- _What the exercise asks_:
Reproduce verbatim the lines of the listing between the line holding "Would you mind pointing at the purple" and the line holding "column 320, row 164", inclusive.

- _Pointing and labeling entries_:

────────────────────────────────────────

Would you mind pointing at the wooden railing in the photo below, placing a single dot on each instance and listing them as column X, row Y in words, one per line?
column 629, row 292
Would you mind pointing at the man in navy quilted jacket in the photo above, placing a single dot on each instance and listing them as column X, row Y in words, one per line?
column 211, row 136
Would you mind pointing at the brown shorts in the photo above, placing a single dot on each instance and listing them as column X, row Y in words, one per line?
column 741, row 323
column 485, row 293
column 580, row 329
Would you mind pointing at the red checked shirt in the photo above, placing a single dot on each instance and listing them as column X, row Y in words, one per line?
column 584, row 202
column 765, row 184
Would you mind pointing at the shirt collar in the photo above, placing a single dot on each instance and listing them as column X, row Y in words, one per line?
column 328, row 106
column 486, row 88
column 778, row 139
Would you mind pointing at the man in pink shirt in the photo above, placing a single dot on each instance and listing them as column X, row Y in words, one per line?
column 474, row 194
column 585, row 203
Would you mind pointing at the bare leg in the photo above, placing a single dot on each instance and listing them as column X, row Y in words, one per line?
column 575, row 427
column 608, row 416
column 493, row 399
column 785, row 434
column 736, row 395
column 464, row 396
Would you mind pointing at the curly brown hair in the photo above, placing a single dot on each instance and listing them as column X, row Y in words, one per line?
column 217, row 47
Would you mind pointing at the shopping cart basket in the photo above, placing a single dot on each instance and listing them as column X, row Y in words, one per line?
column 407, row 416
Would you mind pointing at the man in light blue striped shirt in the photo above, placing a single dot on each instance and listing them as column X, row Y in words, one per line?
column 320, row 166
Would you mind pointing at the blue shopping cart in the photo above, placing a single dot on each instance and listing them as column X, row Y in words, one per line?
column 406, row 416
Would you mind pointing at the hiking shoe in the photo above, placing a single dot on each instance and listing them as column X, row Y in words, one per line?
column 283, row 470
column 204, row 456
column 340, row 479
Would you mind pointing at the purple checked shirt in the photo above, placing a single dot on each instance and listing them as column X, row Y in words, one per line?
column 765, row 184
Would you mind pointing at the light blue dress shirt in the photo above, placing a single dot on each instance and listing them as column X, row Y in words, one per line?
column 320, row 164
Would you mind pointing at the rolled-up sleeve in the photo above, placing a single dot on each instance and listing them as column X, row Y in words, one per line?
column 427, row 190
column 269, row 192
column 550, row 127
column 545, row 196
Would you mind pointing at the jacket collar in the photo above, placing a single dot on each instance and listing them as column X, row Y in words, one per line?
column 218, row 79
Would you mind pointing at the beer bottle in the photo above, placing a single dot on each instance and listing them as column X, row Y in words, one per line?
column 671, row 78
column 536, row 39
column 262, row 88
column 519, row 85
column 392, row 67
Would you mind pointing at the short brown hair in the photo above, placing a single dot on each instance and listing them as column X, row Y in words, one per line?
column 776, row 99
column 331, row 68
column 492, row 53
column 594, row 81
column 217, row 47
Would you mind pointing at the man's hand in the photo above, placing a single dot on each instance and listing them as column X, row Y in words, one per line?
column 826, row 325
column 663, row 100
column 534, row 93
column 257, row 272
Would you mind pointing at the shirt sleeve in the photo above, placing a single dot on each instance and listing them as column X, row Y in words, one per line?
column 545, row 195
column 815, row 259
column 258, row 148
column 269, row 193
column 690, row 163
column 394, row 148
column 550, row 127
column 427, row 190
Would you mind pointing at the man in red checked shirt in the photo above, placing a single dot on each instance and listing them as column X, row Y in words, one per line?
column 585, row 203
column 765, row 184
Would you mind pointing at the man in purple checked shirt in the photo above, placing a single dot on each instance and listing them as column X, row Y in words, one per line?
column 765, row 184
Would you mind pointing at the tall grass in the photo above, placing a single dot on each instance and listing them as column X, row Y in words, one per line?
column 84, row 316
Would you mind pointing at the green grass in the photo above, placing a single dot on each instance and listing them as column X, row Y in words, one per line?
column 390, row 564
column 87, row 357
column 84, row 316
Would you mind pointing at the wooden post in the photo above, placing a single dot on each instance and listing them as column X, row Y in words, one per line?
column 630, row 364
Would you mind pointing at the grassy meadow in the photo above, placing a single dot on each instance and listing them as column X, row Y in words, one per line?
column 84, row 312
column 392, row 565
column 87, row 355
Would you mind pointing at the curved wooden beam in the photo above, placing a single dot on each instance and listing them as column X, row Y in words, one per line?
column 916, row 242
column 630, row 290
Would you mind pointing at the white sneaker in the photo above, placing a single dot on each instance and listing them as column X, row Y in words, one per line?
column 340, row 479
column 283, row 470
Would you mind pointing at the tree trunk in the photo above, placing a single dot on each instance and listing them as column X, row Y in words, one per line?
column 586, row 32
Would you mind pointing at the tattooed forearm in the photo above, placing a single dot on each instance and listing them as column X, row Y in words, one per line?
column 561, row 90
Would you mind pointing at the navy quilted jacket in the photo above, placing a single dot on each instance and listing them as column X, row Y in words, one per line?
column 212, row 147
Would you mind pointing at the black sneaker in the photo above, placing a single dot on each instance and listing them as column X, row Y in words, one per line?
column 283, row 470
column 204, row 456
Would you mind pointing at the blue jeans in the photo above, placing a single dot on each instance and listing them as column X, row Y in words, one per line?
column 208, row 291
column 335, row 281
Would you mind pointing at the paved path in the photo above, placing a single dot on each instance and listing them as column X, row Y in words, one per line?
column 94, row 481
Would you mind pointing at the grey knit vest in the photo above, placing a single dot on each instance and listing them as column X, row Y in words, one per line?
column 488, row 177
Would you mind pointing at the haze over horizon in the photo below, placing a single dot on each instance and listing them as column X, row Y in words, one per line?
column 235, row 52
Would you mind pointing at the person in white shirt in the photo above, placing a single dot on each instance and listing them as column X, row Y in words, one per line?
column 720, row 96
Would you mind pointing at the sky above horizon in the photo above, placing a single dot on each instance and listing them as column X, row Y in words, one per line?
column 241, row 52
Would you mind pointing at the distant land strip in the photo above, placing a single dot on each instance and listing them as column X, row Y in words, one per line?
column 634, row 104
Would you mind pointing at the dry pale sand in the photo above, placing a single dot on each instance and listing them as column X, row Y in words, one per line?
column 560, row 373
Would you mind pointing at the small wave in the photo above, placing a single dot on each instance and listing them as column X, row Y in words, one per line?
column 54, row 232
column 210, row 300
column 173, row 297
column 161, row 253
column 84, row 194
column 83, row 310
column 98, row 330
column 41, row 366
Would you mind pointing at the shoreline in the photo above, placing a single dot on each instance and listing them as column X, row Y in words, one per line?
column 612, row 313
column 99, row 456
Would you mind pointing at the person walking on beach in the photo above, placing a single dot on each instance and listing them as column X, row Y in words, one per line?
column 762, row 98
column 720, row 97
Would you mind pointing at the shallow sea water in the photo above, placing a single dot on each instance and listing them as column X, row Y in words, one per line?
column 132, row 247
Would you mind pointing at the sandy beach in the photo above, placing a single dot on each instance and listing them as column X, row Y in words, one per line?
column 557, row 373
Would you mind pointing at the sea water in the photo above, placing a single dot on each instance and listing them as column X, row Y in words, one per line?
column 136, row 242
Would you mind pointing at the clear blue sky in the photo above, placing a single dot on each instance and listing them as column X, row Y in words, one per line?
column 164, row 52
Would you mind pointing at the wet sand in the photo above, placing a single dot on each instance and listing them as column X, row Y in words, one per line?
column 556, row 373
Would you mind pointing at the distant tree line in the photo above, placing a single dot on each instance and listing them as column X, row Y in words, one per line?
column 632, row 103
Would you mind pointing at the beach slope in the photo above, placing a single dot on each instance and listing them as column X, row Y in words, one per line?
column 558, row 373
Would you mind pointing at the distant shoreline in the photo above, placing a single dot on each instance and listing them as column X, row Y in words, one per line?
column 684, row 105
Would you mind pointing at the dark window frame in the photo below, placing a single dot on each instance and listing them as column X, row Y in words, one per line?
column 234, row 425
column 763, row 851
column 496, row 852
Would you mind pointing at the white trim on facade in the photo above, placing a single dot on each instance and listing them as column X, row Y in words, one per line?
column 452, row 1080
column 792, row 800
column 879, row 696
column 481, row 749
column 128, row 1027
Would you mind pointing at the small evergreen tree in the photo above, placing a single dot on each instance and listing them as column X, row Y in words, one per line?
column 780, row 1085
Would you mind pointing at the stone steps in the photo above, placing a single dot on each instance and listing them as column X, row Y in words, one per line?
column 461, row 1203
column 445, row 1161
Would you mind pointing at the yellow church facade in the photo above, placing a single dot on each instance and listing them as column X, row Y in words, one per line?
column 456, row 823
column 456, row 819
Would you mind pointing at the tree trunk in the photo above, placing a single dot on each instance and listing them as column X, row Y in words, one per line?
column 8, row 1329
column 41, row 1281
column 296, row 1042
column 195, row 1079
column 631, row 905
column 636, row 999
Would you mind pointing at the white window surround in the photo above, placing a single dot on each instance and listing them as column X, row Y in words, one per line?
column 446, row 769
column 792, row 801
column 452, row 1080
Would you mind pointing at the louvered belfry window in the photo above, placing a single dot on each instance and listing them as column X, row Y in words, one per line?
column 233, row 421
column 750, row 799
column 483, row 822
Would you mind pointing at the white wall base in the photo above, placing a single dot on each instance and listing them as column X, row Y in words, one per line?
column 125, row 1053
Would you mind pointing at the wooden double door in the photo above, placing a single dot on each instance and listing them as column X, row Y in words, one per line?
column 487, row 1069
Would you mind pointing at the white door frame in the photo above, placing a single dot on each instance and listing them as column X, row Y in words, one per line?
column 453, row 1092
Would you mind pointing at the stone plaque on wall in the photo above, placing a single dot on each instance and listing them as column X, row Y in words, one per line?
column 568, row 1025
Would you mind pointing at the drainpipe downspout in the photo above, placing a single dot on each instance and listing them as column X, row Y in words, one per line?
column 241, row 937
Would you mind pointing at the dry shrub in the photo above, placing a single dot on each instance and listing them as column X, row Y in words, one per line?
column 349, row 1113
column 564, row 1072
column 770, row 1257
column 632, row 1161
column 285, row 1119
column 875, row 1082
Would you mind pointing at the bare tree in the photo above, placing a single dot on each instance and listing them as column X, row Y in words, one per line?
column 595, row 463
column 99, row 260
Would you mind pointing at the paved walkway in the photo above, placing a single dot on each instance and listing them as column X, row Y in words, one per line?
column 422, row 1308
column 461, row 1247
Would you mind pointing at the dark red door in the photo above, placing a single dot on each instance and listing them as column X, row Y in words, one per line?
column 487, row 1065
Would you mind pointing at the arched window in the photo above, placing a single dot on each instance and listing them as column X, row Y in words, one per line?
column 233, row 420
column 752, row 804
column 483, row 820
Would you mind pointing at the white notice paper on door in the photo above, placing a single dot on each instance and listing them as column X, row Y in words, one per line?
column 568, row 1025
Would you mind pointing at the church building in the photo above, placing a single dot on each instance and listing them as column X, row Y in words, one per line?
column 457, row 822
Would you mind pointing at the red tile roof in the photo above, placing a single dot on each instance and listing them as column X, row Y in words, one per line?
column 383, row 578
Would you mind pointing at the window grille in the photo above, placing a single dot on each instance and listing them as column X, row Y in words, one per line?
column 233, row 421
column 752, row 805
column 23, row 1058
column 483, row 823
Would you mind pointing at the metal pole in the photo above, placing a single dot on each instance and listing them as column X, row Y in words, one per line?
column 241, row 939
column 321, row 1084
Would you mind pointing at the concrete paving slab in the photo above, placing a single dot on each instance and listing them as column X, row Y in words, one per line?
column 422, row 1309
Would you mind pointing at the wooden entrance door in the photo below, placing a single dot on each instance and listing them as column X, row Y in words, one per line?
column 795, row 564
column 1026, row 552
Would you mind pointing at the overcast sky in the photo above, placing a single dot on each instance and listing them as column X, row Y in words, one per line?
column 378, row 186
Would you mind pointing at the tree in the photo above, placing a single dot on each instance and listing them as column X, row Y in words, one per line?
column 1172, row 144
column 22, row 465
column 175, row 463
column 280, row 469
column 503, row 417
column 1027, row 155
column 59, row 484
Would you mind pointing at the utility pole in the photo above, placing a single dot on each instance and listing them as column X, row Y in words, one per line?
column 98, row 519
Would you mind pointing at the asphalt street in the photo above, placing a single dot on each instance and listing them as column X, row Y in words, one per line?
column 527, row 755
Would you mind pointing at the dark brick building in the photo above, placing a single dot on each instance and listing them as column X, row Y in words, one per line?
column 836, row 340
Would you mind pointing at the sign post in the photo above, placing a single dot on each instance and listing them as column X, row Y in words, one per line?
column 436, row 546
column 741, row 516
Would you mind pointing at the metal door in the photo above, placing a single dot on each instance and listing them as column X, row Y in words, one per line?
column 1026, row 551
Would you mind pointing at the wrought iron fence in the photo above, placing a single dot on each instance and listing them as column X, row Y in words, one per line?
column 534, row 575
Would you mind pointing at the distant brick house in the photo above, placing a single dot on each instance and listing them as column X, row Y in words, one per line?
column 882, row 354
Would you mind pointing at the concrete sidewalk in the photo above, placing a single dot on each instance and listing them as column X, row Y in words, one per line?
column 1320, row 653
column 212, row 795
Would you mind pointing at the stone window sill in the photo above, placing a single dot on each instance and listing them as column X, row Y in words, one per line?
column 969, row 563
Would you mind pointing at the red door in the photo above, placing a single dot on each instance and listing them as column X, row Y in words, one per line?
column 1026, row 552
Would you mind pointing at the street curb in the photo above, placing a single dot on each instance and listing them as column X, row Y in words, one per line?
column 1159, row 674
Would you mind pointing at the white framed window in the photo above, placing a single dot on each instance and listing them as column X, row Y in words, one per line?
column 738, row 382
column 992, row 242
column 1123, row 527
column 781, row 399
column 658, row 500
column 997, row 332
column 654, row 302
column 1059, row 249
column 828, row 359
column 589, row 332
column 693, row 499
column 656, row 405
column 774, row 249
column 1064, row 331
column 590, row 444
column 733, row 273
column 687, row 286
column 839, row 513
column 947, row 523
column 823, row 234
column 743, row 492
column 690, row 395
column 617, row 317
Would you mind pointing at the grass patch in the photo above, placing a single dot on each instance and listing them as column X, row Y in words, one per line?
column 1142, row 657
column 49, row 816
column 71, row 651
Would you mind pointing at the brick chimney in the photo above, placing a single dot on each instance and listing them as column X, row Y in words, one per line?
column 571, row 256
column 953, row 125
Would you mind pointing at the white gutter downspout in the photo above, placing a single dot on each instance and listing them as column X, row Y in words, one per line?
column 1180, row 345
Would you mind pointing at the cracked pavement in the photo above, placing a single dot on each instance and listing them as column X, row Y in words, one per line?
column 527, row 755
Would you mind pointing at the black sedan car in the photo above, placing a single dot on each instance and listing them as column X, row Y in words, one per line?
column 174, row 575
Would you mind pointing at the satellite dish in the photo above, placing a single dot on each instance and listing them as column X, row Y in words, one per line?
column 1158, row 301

────────────────────────────────────────

- _The completed task_:
Would you mind pointing at the purple checked shirt in the photo above, placing a single dot on each instance and listing them as column X, row Y in words, one per line?
column 765, row 184
Would you mind pointing at the light blue dress shirt in the photo above, placing a single dot on each instance and listing them as column X, row Y in words, one per line?
column 320, row 164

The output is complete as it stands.